§ **Excerpts of annotation records**

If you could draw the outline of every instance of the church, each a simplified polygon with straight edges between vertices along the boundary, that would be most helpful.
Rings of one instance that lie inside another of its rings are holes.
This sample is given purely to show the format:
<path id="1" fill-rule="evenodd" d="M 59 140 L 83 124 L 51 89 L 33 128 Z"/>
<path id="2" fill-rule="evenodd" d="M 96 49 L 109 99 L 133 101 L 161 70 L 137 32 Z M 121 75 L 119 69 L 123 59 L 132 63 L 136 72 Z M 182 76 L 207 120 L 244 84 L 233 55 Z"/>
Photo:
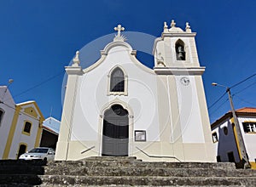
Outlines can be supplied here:
<path id="1" fill-rule="evenodd" d="M 172 20 L 152 46 L 154 66 L 136 57 L 120 25 L 85 69 L 79 52 L 67 82 L 55 160 L 137 156 L 143 161 L 215 162 L 195 32 Z M 129 39 L 129 38 L 128 38 Z"/>

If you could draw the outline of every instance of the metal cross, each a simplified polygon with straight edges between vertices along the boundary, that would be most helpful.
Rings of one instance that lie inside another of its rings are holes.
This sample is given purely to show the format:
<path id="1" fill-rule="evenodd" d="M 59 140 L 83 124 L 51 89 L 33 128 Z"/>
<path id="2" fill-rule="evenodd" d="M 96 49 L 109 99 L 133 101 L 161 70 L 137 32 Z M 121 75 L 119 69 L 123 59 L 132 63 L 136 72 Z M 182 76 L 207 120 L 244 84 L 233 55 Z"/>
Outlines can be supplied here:
<path id="1" fill-rule="evenodd" d="M 122 27 L 121 25 L 118 25 L 118 26 L 114 27 L 113 30 L 118 31 L 118 36 L 117 37 L 120 37 L 121 36 L 121 31 L 125 31 L 125 27 Z"/>

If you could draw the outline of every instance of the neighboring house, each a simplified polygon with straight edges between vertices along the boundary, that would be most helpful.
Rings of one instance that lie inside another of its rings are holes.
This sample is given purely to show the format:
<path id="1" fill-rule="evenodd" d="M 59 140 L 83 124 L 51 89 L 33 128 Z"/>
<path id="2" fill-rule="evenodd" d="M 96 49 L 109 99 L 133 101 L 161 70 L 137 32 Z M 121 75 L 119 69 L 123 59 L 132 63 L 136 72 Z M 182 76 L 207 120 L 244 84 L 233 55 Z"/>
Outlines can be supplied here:
<path id="1" fill-rule="evenodd" d="M 0 87 L 0 158 L 17 159 L 40 143 L 44 120 L 37 103 L 15 104 L 8 88 Z"/>
<path id="2" fill-rule="evenodd" d="M 249 162 L 256 168 L 256 108 L 245 107 L 236 110 Z M 229 111 L 211 125 L 212 141 L 218 162 L 241 162 L 234 119 Z"/>
<path id="3" fill-rule="evenodd" d="M 131 156 L 216 162 L 196 33 L 188 23 L 184 31 L 175 25 L 165 23 L 152 46 L 154 69 L 136 58 L 120 25 L 92 65 L 82 67 L 88 60 L 79 57 L 83 48 L 77 52 L 66 67 L 55 160 Z"/>
<path id="4" fill-rule="evenodd" d="M 54 117 L 48 117 L 43 122 L 43 133 L 41 136 L 41 147 L 56 149 L 61 122 Z"/>

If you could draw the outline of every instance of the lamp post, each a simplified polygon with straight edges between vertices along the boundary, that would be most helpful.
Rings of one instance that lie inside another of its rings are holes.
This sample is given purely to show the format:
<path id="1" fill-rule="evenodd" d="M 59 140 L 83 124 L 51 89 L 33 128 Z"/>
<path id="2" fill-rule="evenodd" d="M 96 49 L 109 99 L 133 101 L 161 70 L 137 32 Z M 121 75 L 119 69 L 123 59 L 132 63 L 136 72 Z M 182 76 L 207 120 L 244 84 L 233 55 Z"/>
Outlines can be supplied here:
<path id="1" fill-rule="evenodd" d="M 240 154 L 241 156 L 241 161 L 244 163 L 244 167 L 250 167 L 250 162 L 248 161 L 248 156 L 247 154 L 247 150 L 244 144 L 244 141 L 241 136 L 241 131 L 240 128 L 240 125 L 236 115 L 236 111 L 235 111 L 235 108 L 234 108 L 234 105 L 233 105 L 233 99 L 232 99 L 232 96 L 231 96 L 231 92 L 230 92 L 230 88 L 221 85 L 221 84 L 218 84 L 216 82 L 212 82 L 212 86 L 219 86 L 219 87 L 224 87 L 226 88 L 226 93 L 228 93 L 229 94 L 229 100 L 230 103 L 230 107 L 231 107 L 231 111 L 232 111 L 232 116 L 234 118 L 234 124 L 236 127 L 236 136 L 237 136 L 237 141 L 238 141 L 238 146 L 240 148 Z"/>

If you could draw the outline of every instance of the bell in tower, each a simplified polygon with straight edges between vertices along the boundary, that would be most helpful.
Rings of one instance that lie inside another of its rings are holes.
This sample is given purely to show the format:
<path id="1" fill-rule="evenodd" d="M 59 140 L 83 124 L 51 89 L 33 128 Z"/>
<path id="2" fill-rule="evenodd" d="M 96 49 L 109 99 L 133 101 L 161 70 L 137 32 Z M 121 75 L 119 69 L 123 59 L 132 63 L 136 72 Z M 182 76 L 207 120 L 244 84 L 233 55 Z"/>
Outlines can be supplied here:
<path id="1" fill-rule="evenodd" d="M 183 45 L 181 44 L 181 42 L 182 41 L 178 41 L 175 46 L 177 60 L 186 60 L 186 53 L 184 51 Z"/>

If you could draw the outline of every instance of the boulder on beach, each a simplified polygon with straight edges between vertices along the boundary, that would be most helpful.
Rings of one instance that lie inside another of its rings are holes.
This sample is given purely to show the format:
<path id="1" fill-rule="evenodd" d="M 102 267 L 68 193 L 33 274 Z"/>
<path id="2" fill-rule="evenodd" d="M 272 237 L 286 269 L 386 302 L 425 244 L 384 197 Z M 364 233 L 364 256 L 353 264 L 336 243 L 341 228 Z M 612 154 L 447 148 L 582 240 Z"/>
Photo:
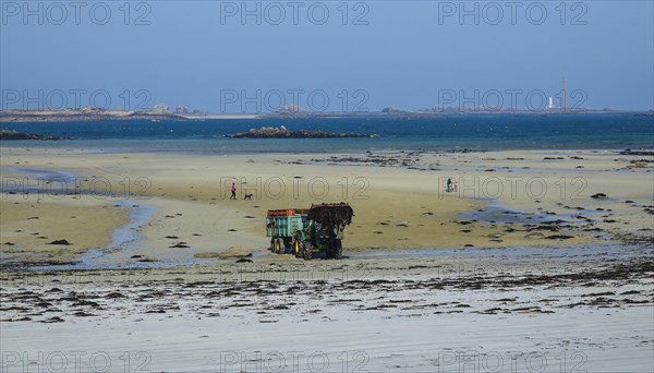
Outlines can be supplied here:
<path id="1" fill-rule="evenodd" d="M 252 256 L 252 251 L 243 246 L 231 246 L 218 254 L 220 258 L 240 258 Z"/>

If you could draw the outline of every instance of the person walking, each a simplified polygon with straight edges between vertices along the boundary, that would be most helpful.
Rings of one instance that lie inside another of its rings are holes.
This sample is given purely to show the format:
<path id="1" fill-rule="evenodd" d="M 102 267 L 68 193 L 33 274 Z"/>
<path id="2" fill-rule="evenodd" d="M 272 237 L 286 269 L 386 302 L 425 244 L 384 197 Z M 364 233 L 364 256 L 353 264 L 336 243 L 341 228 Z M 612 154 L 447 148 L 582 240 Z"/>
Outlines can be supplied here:
<path id="1" fill-rule="evenodd" d="M 230 200 L 237 198 L 237 183 L 232 182 L 232 195 L 229 197 Z"/>

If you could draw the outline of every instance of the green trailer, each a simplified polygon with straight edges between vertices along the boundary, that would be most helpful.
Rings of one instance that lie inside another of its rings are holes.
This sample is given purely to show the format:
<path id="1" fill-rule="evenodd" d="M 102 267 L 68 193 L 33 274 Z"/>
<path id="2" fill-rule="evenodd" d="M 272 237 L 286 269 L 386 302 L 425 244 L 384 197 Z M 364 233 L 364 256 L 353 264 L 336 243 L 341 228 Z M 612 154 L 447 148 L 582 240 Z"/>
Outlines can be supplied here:
<path id="1" fill-rule="evenodd" d="M 270 250 L 306 261 L 320 253 L 341 258 L 343 230 L 352 216 L 352 207 L 347 203 L 314 204 L 308 209 L 269 209 L 266 236 L 270 238 Z"/>

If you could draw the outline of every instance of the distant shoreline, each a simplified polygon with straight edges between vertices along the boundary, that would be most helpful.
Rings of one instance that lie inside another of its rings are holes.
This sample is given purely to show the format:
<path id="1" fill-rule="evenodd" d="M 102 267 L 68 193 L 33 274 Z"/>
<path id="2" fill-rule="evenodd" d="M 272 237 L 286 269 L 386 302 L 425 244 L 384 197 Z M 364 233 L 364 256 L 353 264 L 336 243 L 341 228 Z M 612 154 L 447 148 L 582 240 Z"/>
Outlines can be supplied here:
<path id="1" fill-rule="evenodd" d="M 399 120 L 469 117 L 469 116 L 571 116 L 571 115 L 625 115 L 654 117 L 654 110 L 620 111 L 574 109 L 568 111 L 555 110 L 485 110 L 485 111 L 362 111 L 362 112 L 271 112 L 271 113 L 172 113 L 161 111 L 122 111 L 101 109 L 80 110 L 0 110 L 0 123 L 21 122 L 87 122 L 87 121 L 130 121 L 130 120 L 172 120 L 172 121 L 204 121 L 216 119 L 267 119 L 267 118 L 361 118 L 379 117 Z"/>

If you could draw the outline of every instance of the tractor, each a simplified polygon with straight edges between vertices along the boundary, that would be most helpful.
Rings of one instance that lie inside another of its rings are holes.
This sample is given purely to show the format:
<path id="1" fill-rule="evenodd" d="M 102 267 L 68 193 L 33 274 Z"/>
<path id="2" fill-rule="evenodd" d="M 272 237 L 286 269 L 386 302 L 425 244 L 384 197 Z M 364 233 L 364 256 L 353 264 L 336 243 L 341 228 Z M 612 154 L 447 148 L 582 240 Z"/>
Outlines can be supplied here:
<path id="1" fill-rule="evenodd" d="M 305 261 L 320 253 L 339 260 L 343 255 L 343 230 L 353 216 L 352 207 L 342 202 L 313 204 L 308 209 L 269 209 L 266 236 L 270 238 L 270 250 Z"/>

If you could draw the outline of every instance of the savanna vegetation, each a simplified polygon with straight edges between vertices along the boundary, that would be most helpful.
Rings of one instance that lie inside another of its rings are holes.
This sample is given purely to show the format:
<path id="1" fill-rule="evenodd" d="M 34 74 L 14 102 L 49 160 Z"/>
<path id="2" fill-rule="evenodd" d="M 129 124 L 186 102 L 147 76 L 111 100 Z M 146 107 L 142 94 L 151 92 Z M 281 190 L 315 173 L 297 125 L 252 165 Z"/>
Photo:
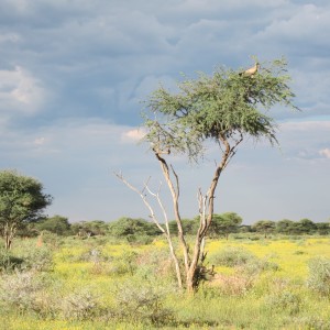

§ **WORK TO BE COMPLETED**
Lay out the records from the start through the line containing "172 20 L 152" as a Markdown table with the columns No. and Line, one row per line. Skip blank lines and leave the pictures out.

§ **THE ANSWER**
| No. | Line |
|---|---|
| 1 | If you could draw the outline of every instance of the church, each a simplified polygon with straight edges between vertices along the boundary, that would be most helpful. |
| 2 | Rings of one instance that lie inside another of its rings are holes. |
| 3 | This sample is given purely to show the format: |
| 4 | <path id="1" fill-rule="evenodd" d="M 59 140 L 83 124 L 51 89 L 33 128 Z"/> |
| 5 | <path id="2" fill-rule="evenodd" d="M 96 49 L 109 99 L 133 101 L 161 70 L 137 32 Z M 121 75 L 119 69 L 123 59 L 132 63 L 136 72 Z M 182 76 L 207 120 L 244 84 L 233 55 Z"/> |
| 6 | Photo: |
| 7 | Outlines can be supplied here: |
| 8 | <path id="1" fill-rule="evenodd" d="M 172 20 L 152 46 L 154 66 L 136 57 L 120 25 L 85 69 L 79 52 L 67 82 L 55 160 L 137 156 L 143 161 L 215 162 L 195 32 Z M 129 39 L 129 38 L 128 38 Z"/> |